**** Input ****

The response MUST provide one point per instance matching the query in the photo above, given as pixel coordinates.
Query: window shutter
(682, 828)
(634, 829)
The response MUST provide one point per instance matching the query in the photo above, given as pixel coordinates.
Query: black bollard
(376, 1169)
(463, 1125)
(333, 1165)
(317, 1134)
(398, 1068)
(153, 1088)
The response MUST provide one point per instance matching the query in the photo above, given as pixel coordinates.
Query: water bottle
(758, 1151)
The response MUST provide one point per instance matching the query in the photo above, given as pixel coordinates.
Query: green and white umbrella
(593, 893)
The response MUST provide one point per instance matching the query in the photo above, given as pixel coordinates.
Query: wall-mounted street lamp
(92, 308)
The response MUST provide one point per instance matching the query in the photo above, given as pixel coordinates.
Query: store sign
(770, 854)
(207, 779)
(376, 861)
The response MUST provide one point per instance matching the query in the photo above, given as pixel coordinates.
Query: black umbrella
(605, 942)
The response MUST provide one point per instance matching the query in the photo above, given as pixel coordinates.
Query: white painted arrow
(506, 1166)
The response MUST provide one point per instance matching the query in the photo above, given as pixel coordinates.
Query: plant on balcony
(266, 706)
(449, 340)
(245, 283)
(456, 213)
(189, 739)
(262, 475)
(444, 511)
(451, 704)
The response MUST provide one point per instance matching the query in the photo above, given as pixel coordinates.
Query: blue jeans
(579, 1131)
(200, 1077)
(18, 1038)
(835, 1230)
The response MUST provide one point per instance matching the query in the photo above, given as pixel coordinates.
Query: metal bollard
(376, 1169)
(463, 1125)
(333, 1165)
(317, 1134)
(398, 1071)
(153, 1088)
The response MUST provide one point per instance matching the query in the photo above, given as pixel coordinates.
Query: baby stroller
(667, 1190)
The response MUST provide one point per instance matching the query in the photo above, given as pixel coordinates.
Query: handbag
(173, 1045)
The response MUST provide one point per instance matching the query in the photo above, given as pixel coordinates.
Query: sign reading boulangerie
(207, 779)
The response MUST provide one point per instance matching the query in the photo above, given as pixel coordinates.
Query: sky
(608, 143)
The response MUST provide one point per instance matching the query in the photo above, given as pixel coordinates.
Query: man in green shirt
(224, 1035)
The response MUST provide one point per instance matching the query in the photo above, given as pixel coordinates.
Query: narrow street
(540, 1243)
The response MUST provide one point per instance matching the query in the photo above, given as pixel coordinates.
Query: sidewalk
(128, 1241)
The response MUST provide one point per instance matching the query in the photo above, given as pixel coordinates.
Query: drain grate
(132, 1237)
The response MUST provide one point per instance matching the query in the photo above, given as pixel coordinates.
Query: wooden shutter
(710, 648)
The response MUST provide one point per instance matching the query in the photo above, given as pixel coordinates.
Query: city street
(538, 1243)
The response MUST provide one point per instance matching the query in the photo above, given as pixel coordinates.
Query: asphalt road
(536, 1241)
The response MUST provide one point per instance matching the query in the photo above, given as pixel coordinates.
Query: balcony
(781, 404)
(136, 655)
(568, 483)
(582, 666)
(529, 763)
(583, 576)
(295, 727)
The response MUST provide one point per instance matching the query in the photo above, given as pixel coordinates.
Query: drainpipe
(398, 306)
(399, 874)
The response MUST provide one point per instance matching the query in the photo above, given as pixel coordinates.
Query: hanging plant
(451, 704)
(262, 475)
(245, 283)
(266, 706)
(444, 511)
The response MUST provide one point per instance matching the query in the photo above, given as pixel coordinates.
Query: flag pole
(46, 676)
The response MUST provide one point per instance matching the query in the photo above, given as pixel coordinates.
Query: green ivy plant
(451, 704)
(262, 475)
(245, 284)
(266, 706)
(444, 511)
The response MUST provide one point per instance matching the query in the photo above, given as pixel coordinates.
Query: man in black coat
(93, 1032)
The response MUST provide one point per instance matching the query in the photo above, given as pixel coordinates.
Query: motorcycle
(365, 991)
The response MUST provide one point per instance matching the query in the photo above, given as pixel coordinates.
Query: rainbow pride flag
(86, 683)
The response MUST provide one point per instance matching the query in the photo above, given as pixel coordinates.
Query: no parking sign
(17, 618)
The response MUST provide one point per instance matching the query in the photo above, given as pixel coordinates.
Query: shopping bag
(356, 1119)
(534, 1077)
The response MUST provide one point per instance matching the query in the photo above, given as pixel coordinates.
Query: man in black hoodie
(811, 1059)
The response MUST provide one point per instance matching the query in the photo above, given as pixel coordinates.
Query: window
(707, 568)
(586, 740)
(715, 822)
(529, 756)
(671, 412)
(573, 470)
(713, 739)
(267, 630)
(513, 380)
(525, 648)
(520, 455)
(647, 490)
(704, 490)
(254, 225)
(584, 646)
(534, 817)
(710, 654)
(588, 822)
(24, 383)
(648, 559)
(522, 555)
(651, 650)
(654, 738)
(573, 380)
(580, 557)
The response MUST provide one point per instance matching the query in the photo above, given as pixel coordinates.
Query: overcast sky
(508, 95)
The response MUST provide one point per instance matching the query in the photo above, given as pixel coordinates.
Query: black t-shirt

****

Copy each entry exactly, with nothing added or dropped.

◆ Completed exercise
The response MUST provide one point per instance matching the query in the photo above, given as pixel coordinates.
Query: window shutter
(682, 828)
(634, 829)
The response MUST provide one point per instance matching the query in the photo above, given as pixel coordinates.
Query: black bollard
(376, 1169)
(463, 1125)
(333, 1165)
(317, 1134)
(398, 1068)
(153, 1088)
The response MUST provide one point per instance matching the query in the photo above, given as pixel coordinates.
Query: water bottle
(758, 1151)
The response MUST provide one point per instance matching the query in the photo above, given as pixel coordinates.
Query: green and white umbrella
(593, 893)
The response MUST provide one point per instance matching the query in the photo above, given as pixel coordinates.
Query: wall-mounted street lamp
(92, 308)
The response MUST provide one point per instance matching the query in the photo above, given as pixel coordinates.
Query: store sign
(770, 854)
(207, 779)
(376, 861)
The response MUST provide one point per instance matching the query in the photo above, given as pixel coordinates.
Query: black umbrella
(605, 942)
The response MUST provide one point per instance matching the query in the photo above, given as pixel coordinates.
Query: white painted arrow
(506, 1166)
The response MUST provide one point per instance matching the query in the photo above, given as pixel coordinates.
Query: plant on balcony
(266, 706)
(449, 340)
(245, 283)
(456, 213)
(189, 739)
(262, 475)
(444, 511)
(451, 704)
The response MUST provide one point per instance matching the query in the photo above, given as pixel coordinates.
Query: blue jeans
(579, 1131)
(200, 1077)
(18, 1038)
(835, 1230)
The response MUST provide one point per instance matching the query in the photo above, given as pixel coordinates.
Query: metal bollard
(376, 1169)
(463, 1125)
(333, 1165)
(317, 1134)
(398, 1071)
(153, 1088)
The response MUST provide one point per instance matching the query in the photo above, given as pixel coordinates.
Query: baby stroller
(667, 1190)
The response MUST provide one point per instance matching the query in the photo above, given as pixel coordinates.
Query: handbag
(173, 1045)
The response MUST provide one point per instance matching the query in the photo above, given as pixel coordinates.
Query: sign reading boulangerie
(207, 779)
The response MUST provide one point per instance matching the query in the photo above, given as pixel coordinates.
Query: sky
(608, 143)
The response MUST provide one point per instance matching the query in the photo above, given as pixel coordinates.
Query: man in green shirt
(224, 1035)
The response MUST provide one point per instance matching the query in the photo above, given as pixel coordinates.
Query: narrow street
(540, 1243)
The response MUST provide one point per instance matching the query in the photo above, given as pixel coordinates.
Query: sidewalk
(128, 1241)
The response MUST provide one point per instance matching the query in the photo above, given as pixel coordinates.
Query: drain grate
(132, 1237)
The response MUST provide one point per instance matching the query in the photo above, given as pixel coordinates.
Query: wooden shutter
(710, 648)
The response MUST provide one point per instance matching the query in the photo above, given as pixel coordinates.
Query: city street
(538, 1243)
The response MUST provide one point per instance matching the query in the photo above, given as pixel coordinates.
Query: asphalt road
(536, 1241)
The response MUST provide one point per instance matching the query in the photo above, given as pixel coordinates.
Query: balcony
(781, 404)
(136, 655)
(568, 483)
(582, 666)
(529, 763)
(583, 576)
(295, 727)
The response MUST provide one point per instance matching the query in the photo above, given as pixel coordinates.
Query: drainpipe
(398, 306)
(399, 874)
The response MUST provide one point per instance matching the query in the photo above, given as pixel coordinates.
Query: hanging plant
(451, 704)
(262, 475)
(245, 283)
(266, 706)
(444, 511)
The response MUST provide one point per instance matching the query in the photo above, given as pixel coordinates.
Query: flag pole
(46, 676)
The response MUST provide one point per instance matching the query in the photo above, given as pixel coordinates.
Query: green ivy plant
(451, 704)
(262, 475)
(245, 284)
(266, 706)
(444, 511)
The response MUST provide one point per instance matching the query in the photo above, given as pixel coordinates.
Query: man in black coat
(93, 1032)
The response MUST provide one point per instance matching the query in the photo above, given as pixel coordinates.
Query: motorcycle
(365, 991)
The response MUST provide one point per instance matching the query in the photo above, given as pixel coordinates.
Query: rainbow pride flag
(86, 683)
The response MUST provide one point per instance matching the query in the photo above, given as pixel coordinates.
Query: no parking sign
(17, 618)
The response MUST provide one point per instance matching the query in the photo above, given as pixel coordinates.
Query: shopping bag
(356, 1119)
(534, 1077)
The response MUST provide one point per instance matching the query in the photo above, given as pixel coordinates.
Query: man in black hoodie
(811, 1059)
The response MUST provide one point per instance matching the query in the photo above, given as pixel coordinates.
Query: window
(707, 568)
(586, 740)
(715, 822)
(529, 756)
(671, 412)
(573, 470)
(713, 739)
(267, 630)
(513, 380)
(525, 648)
(520, 455)
(647, 490)
(704, 490)
(254, 225)
(584, 646)
(534, 817)
(710, 654)
(588, 822)
(24, 383)
(648, 559)
(522, 555)
(651, 650)
(654, 738)
(573, 380)
(580, 557)
The response MUST provide one point per instance matching the query in the photo above, given as pixel coordinates.
Query: overcast sky
(508, 95)
The response MUST provide one point per instance matching the query in the photo above, given as pixel coordinates.
Query: black t-shirt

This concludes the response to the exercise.